(RECORDS FOR THIS EXERCISE Opens)

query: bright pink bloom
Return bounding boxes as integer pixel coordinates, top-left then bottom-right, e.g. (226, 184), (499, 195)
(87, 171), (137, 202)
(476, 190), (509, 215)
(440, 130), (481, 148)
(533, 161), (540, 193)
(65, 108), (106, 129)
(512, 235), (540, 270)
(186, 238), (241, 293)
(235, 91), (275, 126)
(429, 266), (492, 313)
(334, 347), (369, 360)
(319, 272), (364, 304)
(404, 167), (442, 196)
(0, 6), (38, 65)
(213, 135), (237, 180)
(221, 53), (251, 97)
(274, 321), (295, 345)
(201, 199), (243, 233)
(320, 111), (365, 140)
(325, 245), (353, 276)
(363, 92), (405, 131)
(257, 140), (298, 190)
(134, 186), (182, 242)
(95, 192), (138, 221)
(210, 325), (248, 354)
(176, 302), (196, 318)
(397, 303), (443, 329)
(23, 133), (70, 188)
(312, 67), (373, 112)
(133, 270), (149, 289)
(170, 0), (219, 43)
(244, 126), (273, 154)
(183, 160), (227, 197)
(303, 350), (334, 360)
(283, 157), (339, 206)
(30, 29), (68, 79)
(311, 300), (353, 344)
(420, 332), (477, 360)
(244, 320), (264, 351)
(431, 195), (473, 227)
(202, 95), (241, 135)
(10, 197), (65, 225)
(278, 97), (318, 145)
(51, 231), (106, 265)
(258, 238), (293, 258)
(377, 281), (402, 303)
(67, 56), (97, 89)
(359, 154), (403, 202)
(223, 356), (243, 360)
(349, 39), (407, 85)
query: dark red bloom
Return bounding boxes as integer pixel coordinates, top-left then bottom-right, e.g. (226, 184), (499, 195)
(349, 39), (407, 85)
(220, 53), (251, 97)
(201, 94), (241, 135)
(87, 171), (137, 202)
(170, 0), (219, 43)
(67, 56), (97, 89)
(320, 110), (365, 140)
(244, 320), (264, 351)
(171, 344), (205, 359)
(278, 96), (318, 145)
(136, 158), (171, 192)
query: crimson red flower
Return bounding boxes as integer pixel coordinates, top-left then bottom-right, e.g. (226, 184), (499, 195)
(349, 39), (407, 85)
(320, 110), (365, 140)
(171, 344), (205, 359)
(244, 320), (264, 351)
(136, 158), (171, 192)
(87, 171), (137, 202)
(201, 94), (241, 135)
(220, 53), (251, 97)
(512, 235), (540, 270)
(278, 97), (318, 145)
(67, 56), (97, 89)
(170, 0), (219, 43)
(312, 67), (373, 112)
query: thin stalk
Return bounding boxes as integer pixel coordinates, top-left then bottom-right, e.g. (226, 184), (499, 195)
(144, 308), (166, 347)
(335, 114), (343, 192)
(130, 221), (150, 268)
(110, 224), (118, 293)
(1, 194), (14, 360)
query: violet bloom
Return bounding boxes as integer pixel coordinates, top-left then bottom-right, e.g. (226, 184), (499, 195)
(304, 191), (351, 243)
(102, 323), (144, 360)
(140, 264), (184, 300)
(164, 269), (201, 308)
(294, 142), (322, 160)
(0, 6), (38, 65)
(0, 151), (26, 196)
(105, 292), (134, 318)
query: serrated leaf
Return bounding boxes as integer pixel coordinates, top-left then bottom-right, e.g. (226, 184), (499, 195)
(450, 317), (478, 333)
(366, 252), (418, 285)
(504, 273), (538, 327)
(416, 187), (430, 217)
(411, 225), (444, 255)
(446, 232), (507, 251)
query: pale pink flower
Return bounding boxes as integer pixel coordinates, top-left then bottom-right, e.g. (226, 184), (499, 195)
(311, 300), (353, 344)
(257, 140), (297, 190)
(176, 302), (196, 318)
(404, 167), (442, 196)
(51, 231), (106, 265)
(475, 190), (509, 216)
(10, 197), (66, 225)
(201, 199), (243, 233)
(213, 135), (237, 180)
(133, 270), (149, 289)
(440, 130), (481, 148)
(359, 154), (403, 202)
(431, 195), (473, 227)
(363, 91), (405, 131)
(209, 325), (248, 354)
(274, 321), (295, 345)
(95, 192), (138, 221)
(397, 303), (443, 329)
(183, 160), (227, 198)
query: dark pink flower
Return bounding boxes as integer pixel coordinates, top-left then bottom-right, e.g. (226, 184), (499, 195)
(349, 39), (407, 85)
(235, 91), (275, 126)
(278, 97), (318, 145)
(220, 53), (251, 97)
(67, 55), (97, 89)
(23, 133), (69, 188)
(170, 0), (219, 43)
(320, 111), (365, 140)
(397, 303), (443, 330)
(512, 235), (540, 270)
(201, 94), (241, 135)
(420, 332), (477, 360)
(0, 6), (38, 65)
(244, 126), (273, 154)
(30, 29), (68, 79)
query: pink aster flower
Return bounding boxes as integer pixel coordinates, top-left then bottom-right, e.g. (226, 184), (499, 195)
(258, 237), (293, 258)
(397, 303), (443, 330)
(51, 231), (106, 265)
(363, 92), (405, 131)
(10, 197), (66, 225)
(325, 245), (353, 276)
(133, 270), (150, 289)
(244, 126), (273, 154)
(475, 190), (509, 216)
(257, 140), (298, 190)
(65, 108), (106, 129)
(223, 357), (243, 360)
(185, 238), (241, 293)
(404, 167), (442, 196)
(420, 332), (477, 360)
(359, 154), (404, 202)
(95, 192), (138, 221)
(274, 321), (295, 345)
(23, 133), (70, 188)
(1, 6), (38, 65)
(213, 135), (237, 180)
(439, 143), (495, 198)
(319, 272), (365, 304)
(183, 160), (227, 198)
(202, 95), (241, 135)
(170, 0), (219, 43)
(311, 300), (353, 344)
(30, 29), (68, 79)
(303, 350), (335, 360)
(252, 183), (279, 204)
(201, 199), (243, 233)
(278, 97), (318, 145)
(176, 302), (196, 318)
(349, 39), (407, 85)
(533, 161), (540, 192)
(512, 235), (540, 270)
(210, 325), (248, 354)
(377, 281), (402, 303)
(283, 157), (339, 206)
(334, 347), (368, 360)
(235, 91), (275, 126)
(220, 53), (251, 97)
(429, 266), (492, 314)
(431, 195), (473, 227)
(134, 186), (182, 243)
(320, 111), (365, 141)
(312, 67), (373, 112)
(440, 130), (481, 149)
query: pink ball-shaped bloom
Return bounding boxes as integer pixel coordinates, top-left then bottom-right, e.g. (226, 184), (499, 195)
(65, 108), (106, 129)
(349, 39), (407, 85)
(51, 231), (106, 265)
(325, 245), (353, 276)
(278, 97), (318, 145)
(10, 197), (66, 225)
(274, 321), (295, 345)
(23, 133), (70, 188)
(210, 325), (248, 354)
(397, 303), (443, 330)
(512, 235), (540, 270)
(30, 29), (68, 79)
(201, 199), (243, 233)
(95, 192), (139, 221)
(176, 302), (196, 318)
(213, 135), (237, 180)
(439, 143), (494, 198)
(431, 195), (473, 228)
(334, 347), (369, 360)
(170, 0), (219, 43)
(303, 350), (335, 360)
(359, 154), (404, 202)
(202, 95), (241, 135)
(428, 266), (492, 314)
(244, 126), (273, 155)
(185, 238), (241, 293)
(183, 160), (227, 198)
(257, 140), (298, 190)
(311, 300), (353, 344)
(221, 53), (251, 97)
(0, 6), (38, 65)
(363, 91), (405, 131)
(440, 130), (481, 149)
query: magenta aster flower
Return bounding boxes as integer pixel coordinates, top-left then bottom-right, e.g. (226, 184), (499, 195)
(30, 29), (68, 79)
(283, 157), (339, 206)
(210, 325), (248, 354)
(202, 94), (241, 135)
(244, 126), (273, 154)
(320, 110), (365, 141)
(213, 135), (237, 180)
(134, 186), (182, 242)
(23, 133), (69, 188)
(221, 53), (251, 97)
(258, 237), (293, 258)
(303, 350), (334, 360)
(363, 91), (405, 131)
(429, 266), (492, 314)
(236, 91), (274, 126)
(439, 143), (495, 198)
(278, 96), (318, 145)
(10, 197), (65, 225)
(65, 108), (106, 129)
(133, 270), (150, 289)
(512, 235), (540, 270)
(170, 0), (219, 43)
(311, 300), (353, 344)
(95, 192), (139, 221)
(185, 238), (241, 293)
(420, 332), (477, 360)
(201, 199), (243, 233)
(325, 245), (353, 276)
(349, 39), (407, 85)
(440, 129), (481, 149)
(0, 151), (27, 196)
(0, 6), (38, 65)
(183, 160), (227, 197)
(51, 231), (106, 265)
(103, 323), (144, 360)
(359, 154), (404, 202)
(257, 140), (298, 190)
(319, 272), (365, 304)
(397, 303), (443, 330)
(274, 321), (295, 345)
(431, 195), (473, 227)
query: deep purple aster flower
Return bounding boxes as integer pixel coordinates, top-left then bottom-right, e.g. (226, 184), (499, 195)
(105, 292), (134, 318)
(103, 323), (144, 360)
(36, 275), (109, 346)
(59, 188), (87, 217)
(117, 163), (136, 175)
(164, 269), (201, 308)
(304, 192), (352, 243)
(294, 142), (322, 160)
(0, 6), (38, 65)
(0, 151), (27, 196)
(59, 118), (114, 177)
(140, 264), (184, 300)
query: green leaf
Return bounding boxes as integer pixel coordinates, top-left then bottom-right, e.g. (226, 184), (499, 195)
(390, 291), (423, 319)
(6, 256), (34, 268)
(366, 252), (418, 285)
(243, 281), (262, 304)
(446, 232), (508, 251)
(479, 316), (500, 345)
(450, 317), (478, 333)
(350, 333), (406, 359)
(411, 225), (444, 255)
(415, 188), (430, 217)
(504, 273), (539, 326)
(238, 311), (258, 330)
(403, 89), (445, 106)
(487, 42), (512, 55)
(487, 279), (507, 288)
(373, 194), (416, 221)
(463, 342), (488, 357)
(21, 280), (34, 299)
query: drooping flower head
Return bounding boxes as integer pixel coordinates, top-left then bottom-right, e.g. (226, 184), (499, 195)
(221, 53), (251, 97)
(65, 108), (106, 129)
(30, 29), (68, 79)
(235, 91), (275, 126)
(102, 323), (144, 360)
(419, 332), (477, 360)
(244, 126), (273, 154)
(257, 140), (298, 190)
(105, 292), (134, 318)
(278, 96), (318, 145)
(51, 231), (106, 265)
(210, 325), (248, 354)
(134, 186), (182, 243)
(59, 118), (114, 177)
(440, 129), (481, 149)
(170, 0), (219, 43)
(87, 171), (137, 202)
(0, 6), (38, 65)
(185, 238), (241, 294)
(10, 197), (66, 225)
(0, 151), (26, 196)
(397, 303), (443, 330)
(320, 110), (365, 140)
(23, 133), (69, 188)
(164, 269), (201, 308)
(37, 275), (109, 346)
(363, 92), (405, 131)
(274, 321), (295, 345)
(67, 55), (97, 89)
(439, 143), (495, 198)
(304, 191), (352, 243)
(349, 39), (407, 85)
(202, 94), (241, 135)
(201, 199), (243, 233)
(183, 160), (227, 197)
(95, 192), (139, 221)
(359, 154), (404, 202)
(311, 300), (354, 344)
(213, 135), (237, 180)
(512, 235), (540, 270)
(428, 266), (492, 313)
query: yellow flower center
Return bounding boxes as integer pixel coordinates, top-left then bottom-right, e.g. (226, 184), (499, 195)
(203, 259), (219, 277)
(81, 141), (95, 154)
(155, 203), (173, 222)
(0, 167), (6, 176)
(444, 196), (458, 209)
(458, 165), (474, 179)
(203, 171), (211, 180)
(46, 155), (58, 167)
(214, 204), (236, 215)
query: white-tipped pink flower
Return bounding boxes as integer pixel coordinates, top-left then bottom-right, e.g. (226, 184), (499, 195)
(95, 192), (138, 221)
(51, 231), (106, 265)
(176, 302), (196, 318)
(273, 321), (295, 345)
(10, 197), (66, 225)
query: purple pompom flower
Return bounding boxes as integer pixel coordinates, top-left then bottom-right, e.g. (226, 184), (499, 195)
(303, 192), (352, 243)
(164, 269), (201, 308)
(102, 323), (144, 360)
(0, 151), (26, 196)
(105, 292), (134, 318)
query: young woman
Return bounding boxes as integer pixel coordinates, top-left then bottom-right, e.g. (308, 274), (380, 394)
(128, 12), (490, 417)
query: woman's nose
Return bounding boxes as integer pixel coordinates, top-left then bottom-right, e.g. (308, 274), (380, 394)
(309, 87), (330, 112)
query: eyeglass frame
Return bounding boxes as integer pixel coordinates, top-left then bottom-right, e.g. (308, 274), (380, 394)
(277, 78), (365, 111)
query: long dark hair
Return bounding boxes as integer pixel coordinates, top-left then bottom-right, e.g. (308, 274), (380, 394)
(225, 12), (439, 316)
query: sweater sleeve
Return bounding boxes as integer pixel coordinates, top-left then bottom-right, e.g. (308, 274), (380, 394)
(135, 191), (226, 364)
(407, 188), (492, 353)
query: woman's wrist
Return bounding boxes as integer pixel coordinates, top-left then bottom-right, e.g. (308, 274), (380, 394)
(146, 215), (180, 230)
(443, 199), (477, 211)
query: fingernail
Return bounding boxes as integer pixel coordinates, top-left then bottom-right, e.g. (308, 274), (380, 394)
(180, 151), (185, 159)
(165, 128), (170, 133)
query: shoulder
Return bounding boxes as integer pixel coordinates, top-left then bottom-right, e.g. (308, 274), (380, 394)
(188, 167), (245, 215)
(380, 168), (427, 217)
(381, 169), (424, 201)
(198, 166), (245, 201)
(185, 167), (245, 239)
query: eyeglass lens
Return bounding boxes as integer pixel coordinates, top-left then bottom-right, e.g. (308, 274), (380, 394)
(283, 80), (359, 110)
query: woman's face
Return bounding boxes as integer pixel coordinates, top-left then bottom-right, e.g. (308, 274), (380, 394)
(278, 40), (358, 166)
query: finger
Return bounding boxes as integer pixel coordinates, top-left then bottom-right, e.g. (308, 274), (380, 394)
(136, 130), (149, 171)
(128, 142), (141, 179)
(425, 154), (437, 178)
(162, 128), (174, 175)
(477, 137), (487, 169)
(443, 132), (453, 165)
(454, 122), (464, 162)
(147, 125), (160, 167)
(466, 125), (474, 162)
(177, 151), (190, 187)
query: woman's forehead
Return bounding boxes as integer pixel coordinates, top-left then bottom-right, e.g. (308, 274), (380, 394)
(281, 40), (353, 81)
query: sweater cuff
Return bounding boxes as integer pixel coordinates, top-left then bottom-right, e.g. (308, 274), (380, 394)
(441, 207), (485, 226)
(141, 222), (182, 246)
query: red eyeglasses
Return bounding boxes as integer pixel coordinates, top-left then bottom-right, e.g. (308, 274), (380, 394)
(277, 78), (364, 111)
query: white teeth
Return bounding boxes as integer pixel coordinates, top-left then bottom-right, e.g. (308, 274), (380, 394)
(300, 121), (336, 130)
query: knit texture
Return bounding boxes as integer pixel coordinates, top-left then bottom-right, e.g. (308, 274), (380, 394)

(RECORDS FOR THIS EXERCISE Closes)

→ **WORK REQUIRED**
Give again, exactly as written, every line from the first one above through the line that has "query: dark red bloom" in it.

→ **SOLUTION TO THE PROBLEM**
query: bright pink bloom
Return bounding boxes as integer pixel coordinates, top-left then bottom-right, e.g. (226, 184), (499, 195)
(87, 171), (137, 202)
(476, 190), (509, 215)
(440, 130), (481, 148)
(533, 161), (540, 193)
(65, 108), (106, 129)
(512, 235), (540, 270)
(186, 238), (241, 293)
(235, 91), (275, 126)
(429, 266), (492, 313)
(334, 347), (369, 360)
(319, 272), (364, 304)
(404, 167), (442, 196)
(0, 6), (38, 65)
(213, 135), (237, 180)
(221, 53), (251, 97)
(274, 321), (295, 345)
(201, 199), (243, 233)
(320, 111), (365, 140)
(325, 245), (353, 276)
(363, 92), (405, 131)
(257, 140), (298, 190)
(134, 186), (182, 242)
(95, 192), (138, 221)
(210, 325), (248, 354)
(176, 302), (196, 318)
(397, 303), (443, 329)
(23, 133), (70, 188)
(312, 67), (373, 112)
(133, 270), (149, 289)
(170, 0), (219, 43)
(244, 126), (273, 154)
(183, 160), (227, 197)
(303, 350), (334, 360)
(283, 157), (339, 206)
(30, 29), (68, 79)
(311, 300), (353, 344)
(420, 332), (477, 360)
(244, 320), (264, 351)
(431, 195), (473, 227)
(202, 95), (241, 135)
(10, 197), (65, 225)
(278, 97), (318, 145)
(51, 231), (106, 265)
(258, 238), (293, 258)
(377, 281), (402, 303)
(67, 56), (97, 89)
(359, 154), (403, 202)
(223, 356), (243, 360)
(349, 39), (407, 85)
query: dark red bloom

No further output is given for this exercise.